Please count the lines in the entries below that contain the word "narrow", and give only that number.

- [Given information]
-----
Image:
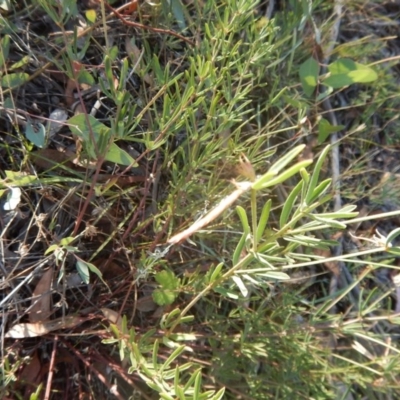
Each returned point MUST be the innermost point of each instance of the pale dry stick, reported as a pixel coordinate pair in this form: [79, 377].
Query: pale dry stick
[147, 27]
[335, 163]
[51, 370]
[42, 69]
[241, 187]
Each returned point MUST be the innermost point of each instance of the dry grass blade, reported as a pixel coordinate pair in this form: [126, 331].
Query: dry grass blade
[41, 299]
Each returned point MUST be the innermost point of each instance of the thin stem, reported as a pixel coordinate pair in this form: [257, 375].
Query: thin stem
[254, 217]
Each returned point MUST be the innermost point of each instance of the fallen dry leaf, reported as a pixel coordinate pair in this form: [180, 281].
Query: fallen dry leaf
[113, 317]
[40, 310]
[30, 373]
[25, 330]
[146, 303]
-----
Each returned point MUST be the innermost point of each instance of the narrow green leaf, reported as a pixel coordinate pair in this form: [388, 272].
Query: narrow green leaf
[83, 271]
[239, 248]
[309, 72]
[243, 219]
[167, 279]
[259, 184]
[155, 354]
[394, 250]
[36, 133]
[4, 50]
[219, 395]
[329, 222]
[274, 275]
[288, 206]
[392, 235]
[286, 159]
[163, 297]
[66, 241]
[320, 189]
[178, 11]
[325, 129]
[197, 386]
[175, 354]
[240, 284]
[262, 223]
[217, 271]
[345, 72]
-----
- [The result] 2